[Source material start]

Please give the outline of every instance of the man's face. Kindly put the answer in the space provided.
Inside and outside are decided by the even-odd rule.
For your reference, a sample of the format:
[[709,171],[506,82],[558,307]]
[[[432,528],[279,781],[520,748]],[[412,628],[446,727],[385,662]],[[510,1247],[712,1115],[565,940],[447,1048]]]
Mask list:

[Source material end]
[Source material start]

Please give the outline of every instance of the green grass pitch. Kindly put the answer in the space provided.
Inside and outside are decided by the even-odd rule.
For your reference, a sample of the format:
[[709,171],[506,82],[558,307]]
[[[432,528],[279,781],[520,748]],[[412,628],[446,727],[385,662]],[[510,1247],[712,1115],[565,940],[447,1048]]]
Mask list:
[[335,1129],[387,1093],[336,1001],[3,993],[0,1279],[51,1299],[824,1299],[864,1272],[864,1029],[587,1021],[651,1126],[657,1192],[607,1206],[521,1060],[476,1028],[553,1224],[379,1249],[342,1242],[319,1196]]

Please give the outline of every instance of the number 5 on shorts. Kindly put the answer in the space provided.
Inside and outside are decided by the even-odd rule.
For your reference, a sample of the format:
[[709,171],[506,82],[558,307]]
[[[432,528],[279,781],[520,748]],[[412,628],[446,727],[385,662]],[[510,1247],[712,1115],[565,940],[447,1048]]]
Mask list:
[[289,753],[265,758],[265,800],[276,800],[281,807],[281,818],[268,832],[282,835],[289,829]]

[Source material end]

● Problem details:
Please count the lines in the items above that contain the word "instance", and reply with that number alone.

● Answer to this exercise:
3